(TASK MATERIAL)

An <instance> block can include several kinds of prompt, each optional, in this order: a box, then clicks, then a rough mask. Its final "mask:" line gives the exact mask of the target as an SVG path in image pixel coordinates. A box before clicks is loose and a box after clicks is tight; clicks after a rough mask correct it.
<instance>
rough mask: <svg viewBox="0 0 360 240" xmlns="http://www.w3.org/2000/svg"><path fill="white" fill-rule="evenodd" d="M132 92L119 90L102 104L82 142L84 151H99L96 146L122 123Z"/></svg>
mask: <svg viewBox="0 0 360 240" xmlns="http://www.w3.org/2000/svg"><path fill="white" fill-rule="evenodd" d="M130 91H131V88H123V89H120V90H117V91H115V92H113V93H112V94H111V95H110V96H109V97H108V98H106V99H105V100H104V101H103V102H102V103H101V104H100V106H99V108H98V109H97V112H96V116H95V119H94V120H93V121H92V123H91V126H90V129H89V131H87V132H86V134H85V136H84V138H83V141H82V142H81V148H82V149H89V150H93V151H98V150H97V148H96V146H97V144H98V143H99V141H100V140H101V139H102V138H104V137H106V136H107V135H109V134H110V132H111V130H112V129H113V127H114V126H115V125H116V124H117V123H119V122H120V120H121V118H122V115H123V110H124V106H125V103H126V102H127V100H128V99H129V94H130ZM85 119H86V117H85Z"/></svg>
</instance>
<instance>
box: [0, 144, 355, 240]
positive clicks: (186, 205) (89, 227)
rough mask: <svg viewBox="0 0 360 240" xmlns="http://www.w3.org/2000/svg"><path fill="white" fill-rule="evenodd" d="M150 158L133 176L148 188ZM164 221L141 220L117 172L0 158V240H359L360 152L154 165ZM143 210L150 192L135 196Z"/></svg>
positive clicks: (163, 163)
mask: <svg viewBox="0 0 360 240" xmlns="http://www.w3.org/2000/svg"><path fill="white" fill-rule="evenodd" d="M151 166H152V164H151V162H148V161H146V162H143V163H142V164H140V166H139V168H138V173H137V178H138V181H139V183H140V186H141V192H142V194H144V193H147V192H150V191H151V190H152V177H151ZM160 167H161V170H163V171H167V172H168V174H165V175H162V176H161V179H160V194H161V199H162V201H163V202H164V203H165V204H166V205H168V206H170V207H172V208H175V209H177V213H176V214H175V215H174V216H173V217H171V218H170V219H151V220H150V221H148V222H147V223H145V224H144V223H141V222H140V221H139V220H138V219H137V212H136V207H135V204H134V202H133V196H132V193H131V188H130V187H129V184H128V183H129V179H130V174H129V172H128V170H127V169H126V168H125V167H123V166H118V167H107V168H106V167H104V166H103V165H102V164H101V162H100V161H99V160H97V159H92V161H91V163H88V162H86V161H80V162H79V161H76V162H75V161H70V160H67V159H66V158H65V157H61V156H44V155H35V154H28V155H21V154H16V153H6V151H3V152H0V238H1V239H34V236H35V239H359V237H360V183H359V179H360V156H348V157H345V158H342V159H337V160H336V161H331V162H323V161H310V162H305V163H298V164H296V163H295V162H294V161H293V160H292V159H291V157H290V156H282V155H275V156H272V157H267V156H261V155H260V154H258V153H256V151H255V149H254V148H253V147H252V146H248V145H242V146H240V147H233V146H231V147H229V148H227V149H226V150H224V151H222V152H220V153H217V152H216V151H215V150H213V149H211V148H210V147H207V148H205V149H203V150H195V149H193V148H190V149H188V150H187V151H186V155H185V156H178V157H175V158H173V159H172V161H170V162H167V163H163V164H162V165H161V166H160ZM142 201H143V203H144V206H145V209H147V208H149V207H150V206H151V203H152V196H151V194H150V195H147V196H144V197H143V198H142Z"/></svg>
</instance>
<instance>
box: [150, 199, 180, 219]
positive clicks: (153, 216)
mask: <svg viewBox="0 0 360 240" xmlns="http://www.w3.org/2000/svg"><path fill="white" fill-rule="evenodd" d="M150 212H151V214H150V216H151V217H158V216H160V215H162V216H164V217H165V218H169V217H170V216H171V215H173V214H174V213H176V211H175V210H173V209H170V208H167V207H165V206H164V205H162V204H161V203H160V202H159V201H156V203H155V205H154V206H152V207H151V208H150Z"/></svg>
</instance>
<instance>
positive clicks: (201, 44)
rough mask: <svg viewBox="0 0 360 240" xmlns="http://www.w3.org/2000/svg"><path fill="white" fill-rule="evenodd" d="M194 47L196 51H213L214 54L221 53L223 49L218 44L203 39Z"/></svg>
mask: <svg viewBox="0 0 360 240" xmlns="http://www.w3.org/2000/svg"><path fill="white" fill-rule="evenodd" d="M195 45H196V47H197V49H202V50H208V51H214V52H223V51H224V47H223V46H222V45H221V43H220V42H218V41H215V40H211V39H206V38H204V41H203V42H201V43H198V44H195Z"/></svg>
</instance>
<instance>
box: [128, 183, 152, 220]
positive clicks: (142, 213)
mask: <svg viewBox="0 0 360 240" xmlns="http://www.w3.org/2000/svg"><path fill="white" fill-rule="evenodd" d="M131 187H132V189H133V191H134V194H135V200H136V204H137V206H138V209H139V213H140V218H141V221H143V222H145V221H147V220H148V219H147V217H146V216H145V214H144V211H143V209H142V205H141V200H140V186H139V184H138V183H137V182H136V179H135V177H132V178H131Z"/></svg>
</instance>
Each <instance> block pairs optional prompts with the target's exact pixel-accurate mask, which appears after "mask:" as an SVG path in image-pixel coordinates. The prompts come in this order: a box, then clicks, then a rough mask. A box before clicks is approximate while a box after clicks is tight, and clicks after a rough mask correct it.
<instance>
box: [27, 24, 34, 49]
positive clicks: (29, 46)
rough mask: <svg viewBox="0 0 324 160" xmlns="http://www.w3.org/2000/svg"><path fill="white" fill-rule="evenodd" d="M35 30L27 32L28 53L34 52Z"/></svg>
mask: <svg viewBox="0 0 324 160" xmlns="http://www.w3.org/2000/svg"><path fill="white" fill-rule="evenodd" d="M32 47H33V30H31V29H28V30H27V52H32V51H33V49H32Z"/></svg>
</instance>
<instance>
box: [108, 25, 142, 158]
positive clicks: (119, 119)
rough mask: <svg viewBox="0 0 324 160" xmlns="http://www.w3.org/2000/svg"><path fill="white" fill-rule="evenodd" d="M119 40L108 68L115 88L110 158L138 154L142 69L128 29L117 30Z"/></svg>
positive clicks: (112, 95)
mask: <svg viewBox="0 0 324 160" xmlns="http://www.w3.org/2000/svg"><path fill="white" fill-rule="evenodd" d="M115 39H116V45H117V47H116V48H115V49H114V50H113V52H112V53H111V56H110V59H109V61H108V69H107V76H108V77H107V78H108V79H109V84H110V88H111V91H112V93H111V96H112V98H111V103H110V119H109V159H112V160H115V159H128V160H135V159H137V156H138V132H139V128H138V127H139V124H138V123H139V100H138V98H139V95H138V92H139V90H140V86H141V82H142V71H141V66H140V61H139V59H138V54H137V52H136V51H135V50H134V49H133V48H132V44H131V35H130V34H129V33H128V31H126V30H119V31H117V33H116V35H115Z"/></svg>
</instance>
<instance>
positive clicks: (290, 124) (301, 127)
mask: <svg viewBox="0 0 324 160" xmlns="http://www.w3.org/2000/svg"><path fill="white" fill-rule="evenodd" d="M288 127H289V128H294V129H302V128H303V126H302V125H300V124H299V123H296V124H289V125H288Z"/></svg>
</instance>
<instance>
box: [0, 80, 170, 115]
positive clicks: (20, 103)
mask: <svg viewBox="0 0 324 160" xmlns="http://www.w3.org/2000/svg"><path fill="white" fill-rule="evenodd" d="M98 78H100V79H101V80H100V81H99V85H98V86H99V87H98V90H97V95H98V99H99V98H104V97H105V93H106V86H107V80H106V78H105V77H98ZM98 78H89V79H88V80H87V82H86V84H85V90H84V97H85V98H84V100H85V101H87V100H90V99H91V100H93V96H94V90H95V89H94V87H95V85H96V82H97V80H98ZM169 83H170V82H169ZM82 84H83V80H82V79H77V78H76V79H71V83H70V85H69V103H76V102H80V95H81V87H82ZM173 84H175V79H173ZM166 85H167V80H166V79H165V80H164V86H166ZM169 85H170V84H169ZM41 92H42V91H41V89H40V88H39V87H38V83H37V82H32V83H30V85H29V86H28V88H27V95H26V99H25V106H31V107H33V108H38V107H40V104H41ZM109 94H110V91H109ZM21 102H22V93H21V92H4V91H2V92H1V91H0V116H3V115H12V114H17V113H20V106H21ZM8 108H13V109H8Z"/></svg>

(End TASK MATERIAL)

* **PROBLEM DESCRIPTION**
Nothing beyond the line containing "158L133 176L148 188ZM164" is to be output; the lines above, from the first one onward to that line, are to be transcribed exactly.

* **RESULT**
An <instance> block can include several kinds of prompt, each optional, in this order: a box, then clicks, then a rough mask. Its final "mask:" line gives the exact mask of the target as an SVG path in image pixel coordinates. A box before clicks is loose and a box after clicks is tight; clicks after a rough mask correct it.
<instance>
rough mask: <svg viewBox="0 0 360 240" xmlns="http://www.w3.org/2000/svg"><path fill="white" fill-rule="evenodd" d="M132 92L119 90L102 104L82 142L84 151H99L96 146L122 123Z"/></svg>
mask: <svg viewBox="0 0 360 240" xmlns="http://www.w3.org/2000/svg"><path fill="white" fill-rule="evenodd" d="M130 91H131V88H123V89H120V90H117V91H115V92H113V93H112V94H111V95H110V96H109V97H108V98H106V99H105V100H104V101H103V102H102V103H101V104H100V106H99V108H98V109H97V112H96V116H95V119H94V120H93V121H92V123H91V126H90V129H89V131H87V132H86V134H85V136H84V138H83V141H82V142H81V148H82V149H89V150H93V151H98V150H97V148H96V146H97V144H98V143H99V141H100V140H101V139H102V138H104V137H106V136H107V135H109V134H110V132H111V130H112V129H113V127H114V126H115V125H116V124H117V123H119V122H120V120H121V118H122V115H123V110H124V106H125V103H126V102H127V100H128V99H129V94H130ZM85 119H86V117H85Z"/></svg>
</instance>
<instance>
box: [0, 144, 355, 240]
positive clicks: (186, 205) (89, 227)
rough mask: <svg viewBox="0 0 360 240" xmlns="http://www.w3.org/2000/svg"><path fill="white" fill-rule="evenodd" d="M150 158L133 176L148 188ZM164 221L141 220L117 172L0 158V240H359L360 152L154 165ZM143 210L150 192L135 196Z"/></svg>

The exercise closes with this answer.